▸ Problem to solve: Render the rows below as a JSON list of strings, one string per line with blank lines left out. Use only the part that opens with the line containing "Each instance of the pink dahlia petal" and closes with the line containing "[(474, 935)]", both lines included.

▸ Record list:
────────────────

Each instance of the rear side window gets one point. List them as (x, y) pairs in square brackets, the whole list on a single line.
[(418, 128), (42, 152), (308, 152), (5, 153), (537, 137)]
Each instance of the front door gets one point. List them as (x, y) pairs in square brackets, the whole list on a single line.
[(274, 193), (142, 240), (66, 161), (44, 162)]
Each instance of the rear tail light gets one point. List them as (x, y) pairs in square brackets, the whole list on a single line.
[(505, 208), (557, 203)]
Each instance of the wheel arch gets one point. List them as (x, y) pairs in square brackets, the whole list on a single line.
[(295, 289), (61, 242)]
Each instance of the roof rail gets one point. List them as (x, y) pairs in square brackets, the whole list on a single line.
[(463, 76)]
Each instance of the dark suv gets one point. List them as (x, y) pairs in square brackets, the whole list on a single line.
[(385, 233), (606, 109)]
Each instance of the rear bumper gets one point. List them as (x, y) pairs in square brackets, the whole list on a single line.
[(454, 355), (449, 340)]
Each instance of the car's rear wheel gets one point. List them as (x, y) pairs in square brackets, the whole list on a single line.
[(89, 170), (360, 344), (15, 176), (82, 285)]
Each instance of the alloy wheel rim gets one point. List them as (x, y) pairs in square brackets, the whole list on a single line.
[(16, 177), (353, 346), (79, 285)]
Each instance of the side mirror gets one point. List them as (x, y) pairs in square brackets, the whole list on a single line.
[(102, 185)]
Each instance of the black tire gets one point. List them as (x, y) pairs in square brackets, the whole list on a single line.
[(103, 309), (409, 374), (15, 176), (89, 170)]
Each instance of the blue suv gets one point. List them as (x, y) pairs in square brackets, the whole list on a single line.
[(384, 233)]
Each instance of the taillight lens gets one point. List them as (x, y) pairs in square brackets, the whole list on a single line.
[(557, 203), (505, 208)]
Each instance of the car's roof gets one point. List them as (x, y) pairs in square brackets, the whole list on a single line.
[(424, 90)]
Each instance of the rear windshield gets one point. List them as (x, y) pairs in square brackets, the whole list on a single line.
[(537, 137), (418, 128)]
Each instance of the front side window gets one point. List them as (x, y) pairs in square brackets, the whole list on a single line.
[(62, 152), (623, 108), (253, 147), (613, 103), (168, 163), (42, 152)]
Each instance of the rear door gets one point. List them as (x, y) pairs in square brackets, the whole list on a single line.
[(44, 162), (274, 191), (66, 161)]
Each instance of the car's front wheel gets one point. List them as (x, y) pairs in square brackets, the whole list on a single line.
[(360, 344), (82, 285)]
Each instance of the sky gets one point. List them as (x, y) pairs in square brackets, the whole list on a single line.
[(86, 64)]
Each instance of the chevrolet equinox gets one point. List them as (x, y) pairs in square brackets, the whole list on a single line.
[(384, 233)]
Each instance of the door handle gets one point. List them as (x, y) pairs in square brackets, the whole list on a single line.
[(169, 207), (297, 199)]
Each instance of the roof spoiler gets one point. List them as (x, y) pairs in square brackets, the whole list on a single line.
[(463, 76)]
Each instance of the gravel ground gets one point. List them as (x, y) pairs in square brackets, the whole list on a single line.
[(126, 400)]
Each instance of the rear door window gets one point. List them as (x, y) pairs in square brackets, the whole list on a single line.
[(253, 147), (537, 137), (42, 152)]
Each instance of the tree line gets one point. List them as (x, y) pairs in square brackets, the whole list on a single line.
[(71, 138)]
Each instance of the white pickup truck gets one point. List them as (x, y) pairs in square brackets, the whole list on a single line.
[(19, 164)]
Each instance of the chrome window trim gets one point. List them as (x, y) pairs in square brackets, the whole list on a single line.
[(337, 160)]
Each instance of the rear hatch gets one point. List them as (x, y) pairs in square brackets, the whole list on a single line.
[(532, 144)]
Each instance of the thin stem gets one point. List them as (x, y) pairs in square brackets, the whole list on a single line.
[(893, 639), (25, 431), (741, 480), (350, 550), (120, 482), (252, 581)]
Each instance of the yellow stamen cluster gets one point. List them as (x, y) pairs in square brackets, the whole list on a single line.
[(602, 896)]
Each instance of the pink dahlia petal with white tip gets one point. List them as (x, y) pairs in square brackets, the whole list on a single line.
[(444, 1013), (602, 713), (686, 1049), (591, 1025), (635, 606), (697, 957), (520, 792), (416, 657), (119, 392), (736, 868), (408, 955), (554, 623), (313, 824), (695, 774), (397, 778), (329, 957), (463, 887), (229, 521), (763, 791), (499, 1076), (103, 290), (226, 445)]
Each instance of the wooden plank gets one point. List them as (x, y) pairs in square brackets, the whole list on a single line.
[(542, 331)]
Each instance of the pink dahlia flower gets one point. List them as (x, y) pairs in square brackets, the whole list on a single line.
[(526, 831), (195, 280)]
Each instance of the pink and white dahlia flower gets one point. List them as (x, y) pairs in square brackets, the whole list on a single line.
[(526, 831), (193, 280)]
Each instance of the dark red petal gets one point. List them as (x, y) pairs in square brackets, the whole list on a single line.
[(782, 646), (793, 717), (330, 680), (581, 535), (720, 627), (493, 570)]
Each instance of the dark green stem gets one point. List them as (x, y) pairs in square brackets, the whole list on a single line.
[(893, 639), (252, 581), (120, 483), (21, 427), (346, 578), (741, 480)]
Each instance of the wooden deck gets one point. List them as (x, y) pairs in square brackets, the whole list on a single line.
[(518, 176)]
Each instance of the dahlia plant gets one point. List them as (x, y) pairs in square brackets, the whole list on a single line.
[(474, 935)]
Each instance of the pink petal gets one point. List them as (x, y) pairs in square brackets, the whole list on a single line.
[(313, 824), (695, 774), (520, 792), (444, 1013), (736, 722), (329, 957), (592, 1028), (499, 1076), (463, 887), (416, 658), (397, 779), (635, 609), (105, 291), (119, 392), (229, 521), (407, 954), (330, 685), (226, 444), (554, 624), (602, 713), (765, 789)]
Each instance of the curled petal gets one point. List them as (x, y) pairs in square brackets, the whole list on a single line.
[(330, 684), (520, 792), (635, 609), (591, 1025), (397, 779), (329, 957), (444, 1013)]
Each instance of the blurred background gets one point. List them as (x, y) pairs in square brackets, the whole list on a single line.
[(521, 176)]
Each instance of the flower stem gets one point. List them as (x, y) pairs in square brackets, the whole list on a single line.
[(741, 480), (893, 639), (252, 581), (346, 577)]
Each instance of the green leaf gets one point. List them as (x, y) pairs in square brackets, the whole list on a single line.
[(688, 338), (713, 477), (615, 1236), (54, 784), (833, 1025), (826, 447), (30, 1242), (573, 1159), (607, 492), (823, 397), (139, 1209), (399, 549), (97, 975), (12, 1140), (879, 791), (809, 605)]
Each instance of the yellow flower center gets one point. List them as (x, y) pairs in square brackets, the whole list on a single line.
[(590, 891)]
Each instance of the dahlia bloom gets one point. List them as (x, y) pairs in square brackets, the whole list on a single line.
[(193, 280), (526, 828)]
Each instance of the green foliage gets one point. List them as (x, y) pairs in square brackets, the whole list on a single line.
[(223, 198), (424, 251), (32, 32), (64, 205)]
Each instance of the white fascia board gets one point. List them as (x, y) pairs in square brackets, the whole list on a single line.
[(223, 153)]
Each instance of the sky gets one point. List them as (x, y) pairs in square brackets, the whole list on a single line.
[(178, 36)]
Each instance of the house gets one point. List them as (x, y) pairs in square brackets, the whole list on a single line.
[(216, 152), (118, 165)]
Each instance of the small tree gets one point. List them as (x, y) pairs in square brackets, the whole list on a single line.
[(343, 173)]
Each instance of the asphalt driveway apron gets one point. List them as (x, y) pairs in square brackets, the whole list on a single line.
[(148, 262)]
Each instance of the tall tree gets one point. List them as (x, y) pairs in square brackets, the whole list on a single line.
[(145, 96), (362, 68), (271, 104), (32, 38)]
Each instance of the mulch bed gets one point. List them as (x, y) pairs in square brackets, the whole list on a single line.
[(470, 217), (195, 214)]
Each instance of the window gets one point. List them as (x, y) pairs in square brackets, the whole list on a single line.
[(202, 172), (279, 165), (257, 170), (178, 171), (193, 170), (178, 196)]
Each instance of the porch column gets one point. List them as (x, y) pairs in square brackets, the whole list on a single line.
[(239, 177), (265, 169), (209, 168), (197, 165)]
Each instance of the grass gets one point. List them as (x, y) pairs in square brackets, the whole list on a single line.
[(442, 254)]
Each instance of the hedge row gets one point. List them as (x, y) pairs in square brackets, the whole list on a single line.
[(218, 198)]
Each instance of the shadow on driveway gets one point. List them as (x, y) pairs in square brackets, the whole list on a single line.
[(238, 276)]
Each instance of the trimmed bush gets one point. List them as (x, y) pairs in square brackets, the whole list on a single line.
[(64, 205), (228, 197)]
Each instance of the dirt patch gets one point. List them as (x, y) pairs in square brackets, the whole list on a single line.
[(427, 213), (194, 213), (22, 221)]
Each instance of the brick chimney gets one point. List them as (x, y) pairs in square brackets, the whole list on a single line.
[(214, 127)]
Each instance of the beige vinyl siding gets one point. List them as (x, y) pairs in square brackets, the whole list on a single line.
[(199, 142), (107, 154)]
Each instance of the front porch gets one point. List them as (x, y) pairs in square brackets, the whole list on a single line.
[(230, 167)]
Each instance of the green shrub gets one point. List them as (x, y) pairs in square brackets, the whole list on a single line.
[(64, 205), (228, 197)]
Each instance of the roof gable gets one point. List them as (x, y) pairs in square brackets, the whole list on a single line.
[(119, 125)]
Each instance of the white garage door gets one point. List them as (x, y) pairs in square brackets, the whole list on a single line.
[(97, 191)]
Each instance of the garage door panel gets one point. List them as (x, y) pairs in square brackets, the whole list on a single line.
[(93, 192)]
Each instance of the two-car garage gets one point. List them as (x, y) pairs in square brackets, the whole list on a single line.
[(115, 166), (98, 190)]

────────────────

▸ Output for this exercise:
[
  "Each instance of the pink dahlia petal with white tip gets one point. List them as (x, y) pairs in square brackets, the whole list on a single line.",
  "[(444, 1013), (602, 713), (686, 1049), (591, 1025), (635, 606), (697, 957), (520, 792), (416, 657), (119, 392), (736, 868), (408, 955), (554, 623), (313, 824), (695, 774), (397, 778), (329, 957), (463, 887), (229, 521), (763, 791), (499, 1076), (103, 290), (226, 445)]",
  "Each instance of the wooden plank gets one point. List them as (x, y) pairs in square brackets, the whole list on a single line.",
  "[(542, 331)]",
  "Each instance of the pink dahlia flower gets one point. List them as (x, y) pairs in square brackets, the whole list on a single line.",
  "[(526, 831), (195, 280)]",
  "Each instance of the pink and white dahlia flower gets one point. List them as (x, y) pairs in square brackets, the whole list on a single line.",
  "[(526, 831), (193, 280)]",
  "Each instance of the dark red petal gets one point. List them as (x, y) pairs in square brackets, the whole list on a single line.",
  "[(782, 646), (793, 717), (330, 680), (581, 535), (720, 627), (493, 570)]",
  "Each instance of the dark green stem gets one point. List them as (x, y) pairs in square brackets, the whole list on a single line.",
  "[(893, 639), (252, 581), (120, 483), (21, 427), (346, 578), (741, 480)]",
  "Each instance of the wooden deck gets one point. List them as (x, y) pairs in square brackets, the whole list on a single line.",
  "[(518, 176)]",
  "Each instance of the dahlia plant gets one point. List them as (x, y) pairs in square brackets, the whole list on a single line.",
  "[(474, 935)]"
]